> **TEKS YANG DITAMPILKAN**
□ □ □ □

Akan tetapi, menurutnya, jurnalisme tidak hanya menyangkut penghormatan terhadap hak individu seseorang, melainkan juga kepentingan publik yang lebih besar. Seseorang yang diduga terlibat kasus kejahatan publik berhak menghilang. Namun, jurnalis berhak mencari dan mengejarnya.

“Berita yang diliput itu apakah menyangkut kepentingan umum, tidak? Kalau iya, itu harusnya sudah jadi pijakan jurnalis dalam bekerja. Menurut saya, yang disampaikan anggota DPRD itu terlalu lebay,” ungkapnya.

Dosen Ilmu Komunikasi Unipa Maumere ini juga mengimbau EKORA NTT untuk mencoba mengevaluasi, apakah proses jurnalistik sudah dilakukan dengan benar? Apakah sudah berusaha melakukan konfrimasi? Atau asal tulis saja?

□ □ □ □

> **INFORMASI YANG DIBERIKAN**
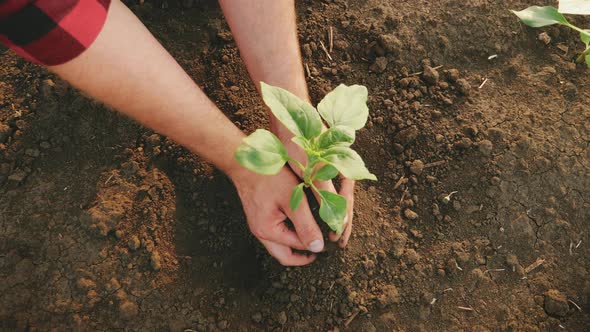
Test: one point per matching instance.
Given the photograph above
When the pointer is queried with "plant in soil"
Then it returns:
(344, 110)
(536, 17)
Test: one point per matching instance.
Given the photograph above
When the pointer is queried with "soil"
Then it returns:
(479, 220)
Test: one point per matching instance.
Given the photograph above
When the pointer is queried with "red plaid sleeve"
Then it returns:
(51, 32)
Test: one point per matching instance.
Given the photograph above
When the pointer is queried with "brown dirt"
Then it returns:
(105, 225)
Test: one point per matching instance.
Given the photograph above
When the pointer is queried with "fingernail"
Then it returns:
(316, 246)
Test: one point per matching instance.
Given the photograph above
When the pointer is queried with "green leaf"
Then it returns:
(585, 37)
(296, 196)
(579, 7)
(348, 162)
(338, 135)
(332, 210)
(295, 114)
(301, 141)
(536, 16)
(262, 152)
(328, 172)
(345, 106)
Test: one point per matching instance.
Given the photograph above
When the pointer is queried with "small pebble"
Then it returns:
(411, 215)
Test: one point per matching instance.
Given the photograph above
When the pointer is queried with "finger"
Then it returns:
(306, 226)
(347, 191)
(281, 234)
(285, 255)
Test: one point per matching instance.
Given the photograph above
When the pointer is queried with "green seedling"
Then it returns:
(536, 17)
(328, 151)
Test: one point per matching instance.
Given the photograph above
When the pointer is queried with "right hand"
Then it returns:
(266, 204)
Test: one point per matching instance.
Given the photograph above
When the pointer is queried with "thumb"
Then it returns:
(306, 226)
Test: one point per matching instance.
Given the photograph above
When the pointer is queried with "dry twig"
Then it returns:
(325, 50)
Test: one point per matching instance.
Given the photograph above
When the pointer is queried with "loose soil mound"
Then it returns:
(105, 225)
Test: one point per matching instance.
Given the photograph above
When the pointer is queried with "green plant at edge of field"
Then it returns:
(328, 151)
(536, 17)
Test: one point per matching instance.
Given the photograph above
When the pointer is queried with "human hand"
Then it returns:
(266, 204)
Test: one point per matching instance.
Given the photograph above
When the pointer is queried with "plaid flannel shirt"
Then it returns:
(51, 32)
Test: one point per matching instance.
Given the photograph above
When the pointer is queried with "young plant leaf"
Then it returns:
(332, 210)
(345, 106)
(327, 172)
(262, 152)
(336, 136)
(296, 196)
(536, 16)
(298, 116)
(348, 162)
(585, 37)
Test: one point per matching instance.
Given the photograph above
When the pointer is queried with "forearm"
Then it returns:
(129, 70)
(266, 33)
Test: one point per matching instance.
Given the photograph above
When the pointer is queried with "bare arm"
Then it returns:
(266, 33)
(128, 69)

□ □ □ □

> **TUGAS ANDA**
a - Menurut teks tentang jurnalisme, mengapa jurnalis berhak mencari dan mengejar seseorang yang diduga terlibat kasus kejahatan publik? Jelaskan dalam satu sampai tiga kalimat.
b - Ubahlah paragraf dalam teks tentang jurnalisme yang diawali "Akan tetapi, menurutnya" menjadi daftar singkat yang memuat fakta-fakta utamanya.
c - Tuliskan kembali secara persis seluruh bagian teks tentang jurnalisme, mulai dari "Akan tetapi, menurutnya, jurnalisme" sampai ke "mencari dan mengejarnya.".

> **HASIL PER TUGAS**
a - Jurnalisme tidak hanya menyangkut penghormatan terhadap hak individu seseorang, tetapi juga kepentingan publik yang lebih besar. Karena itu, meskipun orang tersebut berhak menghilang, jurnalis tetap berhak mencari dan mengejarnya.

b -
- Menurutnya, jurnalisme tidak hanya menyangkut hak individu, tetapi juga kepentingan publik yang lebih besar.
- Orang yang diduga terlibat kasus kejahatan publik berhak menghilang.
- Namun, jurnalis berhak mencari dan mengejarnya.

c -
Akan tetapi, menurutnya, jurnalisme tidak hanya menyangkut penghormatan terhadap hak individu seseorang, melainkan juga kepentingan publik yang lebih besar. Seseorang yang diduga terlibat kasus kejahatan publik berhak menghilang. Namun, jurnalis berhak mencari dan mengejarnya.